- [Source passage]
□ □ □

Demand for Large U.S. Distribution Centers Strengthens as Vacancy Rates Decline

Why This Matters to Distributors: Demand is returning for large distribution facilities, signaling renewed investment by major logistics operators, retailers, and distributors.

Vacancy rates for the largest U.S. industrial properties have begun to decline as demand from logistics operators rebounds, according to new data released Tuesday by CoStar Group.

The commercial real estate analytics firm said vacancy rates for industrial buildings larger than 500,000 square feet have compressed in recent quarters, driven by increased leasing activity and the delivery of build-to-suit facilities. The trend suggests that large occupiers have resumed expansion plans after a period of slower growth.

At the same time, vacancy rates remain elevated across many newly built mid-sized and smaller warehouse properties as developers continue working through a wave of supply added during the past several years.

“Large logistics occupiers have returned to the market since the latter half of 2025, and a significant amount of absorption was driven by the delivery of build-to-suit properties,” Juan Arias, CoStar Group’s national director of industrial analytics, said.

□ □ □

- [Information shown]

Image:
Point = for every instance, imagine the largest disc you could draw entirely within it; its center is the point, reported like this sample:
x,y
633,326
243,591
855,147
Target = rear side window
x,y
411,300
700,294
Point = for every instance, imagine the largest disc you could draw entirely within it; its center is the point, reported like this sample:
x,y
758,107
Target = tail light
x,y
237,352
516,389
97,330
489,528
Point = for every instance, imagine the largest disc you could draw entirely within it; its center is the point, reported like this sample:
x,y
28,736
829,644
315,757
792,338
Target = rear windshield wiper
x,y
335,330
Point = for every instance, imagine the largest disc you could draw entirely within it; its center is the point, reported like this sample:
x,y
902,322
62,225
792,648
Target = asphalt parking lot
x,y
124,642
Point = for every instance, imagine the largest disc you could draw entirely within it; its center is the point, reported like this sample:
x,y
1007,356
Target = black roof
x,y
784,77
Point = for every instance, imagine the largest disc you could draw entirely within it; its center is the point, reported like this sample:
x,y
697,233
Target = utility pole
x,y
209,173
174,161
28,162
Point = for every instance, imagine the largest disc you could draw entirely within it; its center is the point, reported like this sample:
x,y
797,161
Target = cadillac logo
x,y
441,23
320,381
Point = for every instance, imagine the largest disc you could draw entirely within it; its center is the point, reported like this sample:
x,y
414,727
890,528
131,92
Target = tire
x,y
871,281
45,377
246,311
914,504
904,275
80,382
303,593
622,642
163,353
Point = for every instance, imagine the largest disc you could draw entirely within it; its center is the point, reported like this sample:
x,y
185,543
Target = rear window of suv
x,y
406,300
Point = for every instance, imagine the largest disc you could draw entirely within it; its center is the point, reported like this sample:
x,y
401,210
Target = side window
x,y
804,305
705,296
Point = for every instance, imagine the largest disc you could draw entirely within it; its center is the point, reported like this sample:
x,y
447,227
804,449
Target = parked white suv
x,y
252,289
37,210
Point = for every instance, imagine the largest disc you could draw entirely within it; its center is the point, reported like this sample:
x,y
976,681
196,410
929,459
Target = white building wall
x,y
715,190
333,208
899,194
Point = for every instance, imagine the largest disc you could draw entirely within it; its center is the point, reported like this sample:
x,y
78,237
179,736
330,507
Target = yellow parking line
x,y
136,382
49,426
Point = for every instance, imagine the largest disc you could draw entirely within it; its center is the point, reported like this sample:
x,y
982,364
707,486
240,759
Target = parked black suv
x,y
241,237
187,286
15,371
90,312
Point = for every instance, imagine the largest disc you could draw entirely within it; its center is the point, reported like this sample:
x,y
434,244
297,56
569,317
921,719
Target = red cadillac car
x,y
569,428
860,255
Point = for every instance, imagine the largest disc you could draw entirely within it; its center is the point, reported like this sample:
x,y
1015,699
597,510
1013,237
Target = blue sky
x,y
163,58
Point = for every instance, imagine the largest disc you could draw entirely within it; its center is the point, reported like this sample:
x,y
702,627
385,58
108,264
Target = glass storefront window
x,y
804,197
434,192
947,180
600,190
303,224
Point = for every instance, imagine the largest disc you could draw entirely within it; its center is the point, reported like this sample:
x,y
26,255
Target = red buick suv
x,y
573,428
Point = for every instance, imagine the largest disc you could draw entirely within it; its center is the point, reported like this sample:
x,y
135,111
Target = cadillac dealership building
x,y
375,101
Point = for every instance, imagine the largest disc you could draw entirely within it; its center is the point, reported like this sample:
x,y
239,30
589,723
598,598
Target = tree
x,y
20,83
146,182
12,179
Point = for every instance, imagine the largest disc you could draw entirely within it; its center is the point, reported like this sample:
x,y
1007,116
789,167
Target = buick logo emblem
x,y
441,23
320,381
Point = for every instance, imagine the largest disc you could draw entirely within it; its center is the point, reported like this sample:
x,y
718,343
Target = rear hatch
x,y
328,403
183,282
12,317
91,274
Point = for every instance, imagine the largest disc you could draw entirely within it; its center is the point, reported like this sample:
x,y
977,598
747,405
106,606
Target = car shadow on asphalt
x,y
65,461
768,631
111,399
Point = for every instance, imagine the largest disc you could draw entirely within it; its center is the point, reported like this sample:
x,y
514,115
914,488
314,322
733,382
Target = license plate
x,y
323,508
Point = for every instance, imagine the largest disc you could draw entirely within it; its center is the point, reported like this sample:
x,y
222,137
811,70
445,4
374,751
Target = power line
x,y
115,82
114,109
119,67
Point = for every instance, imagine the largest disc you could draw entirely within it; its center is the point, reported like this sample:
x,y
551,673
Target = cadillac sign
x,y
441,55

□ □ □

- [What needs to be done] Continue the article on demand for large U.S. distribution centers, starting after the last sentence shown.

- [Answer]
The report highlights a growing divide within the industrial real estate sector. While demand is strengthening for the largest logistics facilities, newer warehouses between 200,000 and 500,000 square feet are taking longer to lease. According to CoStar, vacancy rates for newly constructed logistics properties are at their highest levels since 2006, except in the segment exceeding 500,000 square feet.

For distributors, the findings suggest that large-scale distribution networks continue to expand despite economic uncertainty, while excess capacity remains available in smaller warehouse segments.

Leasing activity overall has remained stable, but tenants are increasingly favoring shorter commitments. CoStar reported that average lease terms for the largest industrial transactions have declined to about five years, down from seven years in 2022.

Arias said shorter lease terms reflect continued uncertainty surrounding supply chains, trade policy and demand forecasts, leading occupiers to seek greater operational flexibility.

The report also found that small-bay industrial properties continue to outperform the broader warehouse market. Vacancy rates for small-bay facilities stand at 6.4%, compared with 10.9% for the overall logistics sector.

Historically limited construction has helped keep occupancy levels healthy in the small-bay segment. However, CoStar said economic uncertainty has tempered expansion plans among smaller businesses and reduced demand for newly delivered space.

Regional performance varies widely. Phoenix and Austin, two markets that experienced significant small-bay construction activity in recent years, continue to report higher vacancy rates than many other major industrial markets.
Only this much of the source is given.